Records for processing
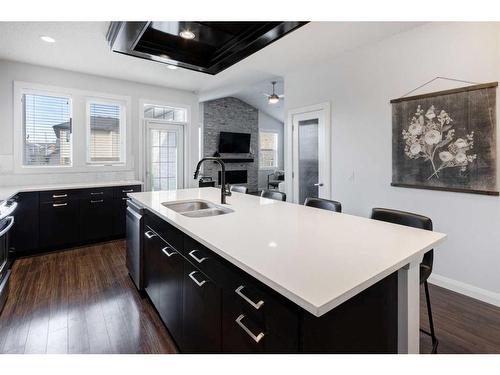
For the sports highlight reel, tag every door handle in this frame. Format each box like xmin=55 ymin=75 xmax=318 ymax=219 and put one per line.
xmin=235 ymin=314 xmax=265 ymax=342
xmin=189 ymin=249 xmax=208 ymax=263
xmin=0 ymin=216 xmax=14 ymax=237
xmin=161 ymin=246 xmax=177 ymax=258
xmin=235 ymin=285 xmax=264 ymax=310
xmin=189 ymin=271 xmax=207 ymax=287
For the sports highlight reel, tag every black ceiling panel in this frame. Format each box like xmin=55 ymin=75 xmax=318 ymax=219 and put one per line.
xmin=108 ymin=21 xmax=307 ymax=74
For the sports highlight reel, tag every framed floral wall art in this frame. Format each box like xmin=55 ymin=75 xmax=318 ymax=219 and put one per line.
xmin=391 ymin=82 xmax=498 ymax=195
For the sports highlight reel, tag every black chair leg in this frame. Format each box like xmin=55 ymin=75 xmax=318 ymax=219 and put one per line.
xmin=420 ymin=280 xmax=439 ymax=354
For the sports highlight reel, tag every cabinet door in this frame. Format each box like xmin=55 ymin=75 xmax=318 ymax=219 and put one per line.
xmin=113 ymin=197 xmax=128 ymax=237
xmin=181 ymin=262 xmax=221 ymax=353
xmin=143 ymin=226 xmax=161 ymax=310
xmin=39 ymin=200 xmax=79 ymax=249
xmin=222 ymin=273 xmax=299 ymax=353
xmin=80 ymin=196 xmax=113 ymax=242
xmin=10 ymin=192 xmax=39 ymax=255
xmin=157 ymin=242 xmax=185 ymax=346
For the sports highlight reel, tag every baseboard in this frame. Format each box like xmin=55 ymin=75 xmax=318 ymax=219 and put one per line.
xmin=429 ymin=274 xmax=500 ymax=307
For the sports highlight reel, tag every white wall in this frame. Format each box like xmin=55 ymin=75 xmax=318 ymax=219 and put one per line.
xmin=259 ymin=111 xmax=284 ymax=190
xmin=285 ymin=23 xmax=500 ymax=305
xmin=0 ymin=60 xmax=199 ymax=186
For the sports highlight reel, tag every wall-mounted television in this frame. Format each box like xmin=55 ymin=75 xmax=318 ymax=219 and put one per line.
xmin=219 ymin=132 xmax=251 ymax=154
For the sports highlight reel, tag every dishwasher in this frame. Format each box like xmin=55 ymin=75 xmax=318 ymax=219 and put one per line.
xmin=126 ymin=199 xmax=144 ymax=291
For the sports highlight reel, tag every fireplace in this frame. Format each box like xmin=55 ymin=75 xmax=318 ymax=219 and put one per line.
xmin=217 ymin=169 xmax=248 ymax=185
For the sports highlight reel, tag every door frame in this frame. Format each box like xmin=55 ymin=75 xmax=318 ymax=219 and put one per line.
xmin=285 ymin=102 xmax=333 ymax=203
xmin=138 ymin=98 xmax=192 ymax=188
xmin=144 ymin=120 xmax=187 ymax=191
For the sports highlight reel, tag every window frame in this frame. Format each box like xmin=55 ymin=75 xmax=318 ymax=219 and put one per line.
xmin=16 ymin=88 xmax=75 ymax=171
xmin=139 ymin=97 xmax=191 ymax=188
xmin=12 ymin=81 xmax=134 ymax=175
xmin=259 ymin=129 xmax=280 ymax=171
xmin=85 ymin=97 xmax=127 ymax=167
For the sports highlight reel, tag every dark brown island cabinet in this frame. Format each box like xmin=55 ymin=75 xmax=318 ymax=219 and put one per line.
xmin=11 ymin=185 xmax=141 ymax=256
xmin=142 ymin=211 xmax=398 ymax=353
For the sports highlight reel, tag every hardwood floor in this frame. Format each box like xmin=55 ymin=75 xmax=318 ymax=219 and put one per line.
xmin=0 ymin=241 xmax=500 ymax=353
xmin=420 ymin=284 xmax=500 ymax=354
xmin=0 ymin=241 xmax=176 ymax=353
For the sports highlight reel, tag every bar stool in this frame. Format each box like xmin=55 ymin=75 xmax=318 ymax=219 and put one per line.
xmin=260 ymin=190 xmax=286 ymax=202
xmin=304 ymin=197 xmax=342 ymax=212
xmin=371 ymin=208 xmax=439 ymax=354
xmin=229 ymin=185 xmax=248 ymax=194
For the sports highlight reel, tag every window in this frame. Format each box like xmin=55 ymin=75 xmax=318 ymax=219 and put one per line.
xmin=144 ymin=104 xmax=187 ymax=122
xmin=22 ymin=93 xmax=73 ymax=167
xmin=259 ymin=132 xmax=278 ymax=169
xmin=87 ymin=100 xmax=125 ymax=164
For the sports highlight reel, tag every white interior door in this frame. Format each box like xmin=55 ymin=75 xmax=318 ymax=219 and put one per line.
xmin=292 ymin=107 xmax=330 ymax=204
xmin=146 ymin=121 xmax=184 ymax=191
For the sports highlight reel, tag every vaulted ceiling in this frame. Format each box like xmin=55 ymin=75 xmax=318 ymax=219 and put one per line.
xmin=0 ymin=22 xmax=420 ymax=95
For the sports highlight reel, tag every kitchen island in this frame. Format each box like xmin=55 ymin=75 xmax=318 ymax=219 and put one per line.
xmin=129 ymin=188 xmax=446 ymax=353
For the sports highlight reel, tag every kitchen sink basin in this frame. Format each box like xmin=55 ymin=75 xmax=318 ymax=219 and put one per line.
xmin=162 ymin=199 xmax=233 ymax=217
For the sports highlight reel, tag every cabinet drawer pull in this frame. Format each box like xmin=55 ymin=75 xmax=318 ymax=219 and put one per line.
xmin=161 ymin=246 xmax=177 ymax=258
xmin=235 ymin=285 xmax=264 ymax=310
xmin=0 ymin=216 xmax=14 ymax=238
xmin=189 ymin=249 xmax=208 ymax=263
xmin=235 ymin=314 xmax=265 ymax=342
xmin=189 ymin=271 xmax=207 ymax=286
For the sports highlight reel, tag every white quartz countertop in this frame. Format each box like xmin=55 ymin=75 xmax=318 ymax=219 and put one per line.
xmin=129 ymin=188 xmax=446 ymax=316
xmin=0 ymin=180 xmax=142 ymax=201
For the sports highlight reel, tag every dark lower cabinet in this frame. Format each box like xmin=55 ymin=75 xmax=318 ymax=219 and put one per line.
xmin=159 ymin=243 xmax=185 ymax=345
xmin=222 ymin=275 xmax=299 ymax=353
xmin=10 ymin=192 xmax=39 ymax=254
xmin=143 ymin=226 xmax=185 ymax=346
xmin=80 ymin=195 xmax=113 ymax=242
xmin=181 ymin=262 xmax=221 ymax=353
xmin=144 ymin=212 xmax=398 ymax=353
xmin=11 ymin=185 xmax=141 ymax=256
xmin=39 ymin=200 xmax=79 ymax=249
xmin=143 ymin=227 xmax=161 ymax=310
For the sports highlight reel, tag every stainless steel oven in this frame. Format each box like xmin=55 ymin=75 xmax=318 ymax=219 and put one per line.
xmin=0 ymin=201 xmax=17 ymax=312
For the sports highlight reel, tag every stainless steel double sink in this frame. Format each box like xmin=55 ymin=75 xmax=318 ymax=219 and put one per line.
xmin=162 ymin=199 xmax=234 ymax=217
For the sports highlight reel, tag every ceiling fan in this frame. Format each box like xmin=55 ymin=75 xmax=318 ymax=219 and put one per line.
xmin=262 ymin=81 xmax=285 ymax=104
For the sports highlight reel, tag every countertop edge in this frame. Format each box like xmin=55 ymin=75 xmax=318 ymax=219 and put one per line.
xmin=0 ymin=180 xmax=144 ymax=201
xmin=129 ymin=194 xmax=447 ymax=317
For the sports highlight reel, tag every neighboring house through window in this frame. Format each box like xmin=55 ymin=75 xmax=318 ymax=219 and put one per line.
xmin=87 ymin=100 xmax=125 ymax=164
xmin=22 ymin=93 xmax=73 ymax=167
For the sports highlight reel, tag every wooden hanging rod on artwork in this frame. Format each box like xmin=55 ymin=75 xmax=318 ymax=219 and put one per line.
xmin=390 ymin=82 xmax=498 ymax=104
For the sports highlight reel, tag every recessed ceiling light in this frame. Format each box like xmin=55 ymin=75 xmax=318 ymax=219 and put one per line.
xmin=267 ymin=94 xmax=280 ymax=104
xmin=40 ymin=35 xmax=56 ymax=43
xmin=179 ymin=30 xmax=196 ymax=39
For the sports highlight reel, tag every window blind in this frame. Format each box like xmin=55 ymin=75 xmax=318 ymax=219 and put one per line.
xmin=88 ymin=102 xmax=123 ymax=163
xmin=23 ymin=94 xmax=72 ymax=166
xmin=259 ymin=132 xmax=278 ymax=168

What is asked
Render the stretch of the records above, from the line containing "For the sports highlight reel, tag every ceiling" through the end of the records, as a numbered list with blank lines left out.

Final answer
1. For the sports highlight reel, tag every ceiling fan in this frame. Format each box like xmin=55 ymin=75 xmax=318 ymax=219 and put one per line.
2. xmin=262 ymin=81 xmax=285 ymax=104
3. For the sports highlight reel, tag every countertop edge in this frame. Format each box like xmin=55 ymin=75 xmax=318 ymax=219 and put one per line.
4. xmin=0 ymin=180 xmax=144 ymax=201
5. xmin=129 ymin=194 xmax=447 ymax=317
6. For the sports highlight reel, tag every neighboring house through window in this frame. Format each box like xmin=55 ymin=75 xmax=318 ymax=219 and put one per line.
7. xmin=87 ymin=100 xmax=125 ymax=164
8. xmin=22 ymin=93 xmax=73 ymax=167
9. For the sports highlight reel, tag every wooden hanging rod on artwork in this frame. Format each box like xmin=55 ymin=75 xmax=318 ymax=219 and put one per line.
10. xmin=390 ymin=82 xmax=498 ymax=104
11. For the sports highlight reel, tag every recessed ceiling light in this frame. Format each box like xmin=55 ymin=75 xmax=318 ymax=219 and put one per line.
12. xmin=267 ymin=94 xmax=280 ymax=104
13. xmin=40 ymin=35 xmax=56 ymax=43
14. xmin=179 ymin=30 xmax=196 ymax=39
15. For the sports highlight reel, tag every window blind in this frame. Format each box like xmin=55 ymin=75 xmax=318 ymax=219 and put one per line.
16. xmin=88 ymin=102 xmax=123 ymax=163
17. xmin=23 ymin=94 xmax=72 ymax=166
18. xmin=259 ymin=132 xmax=278 ymax=168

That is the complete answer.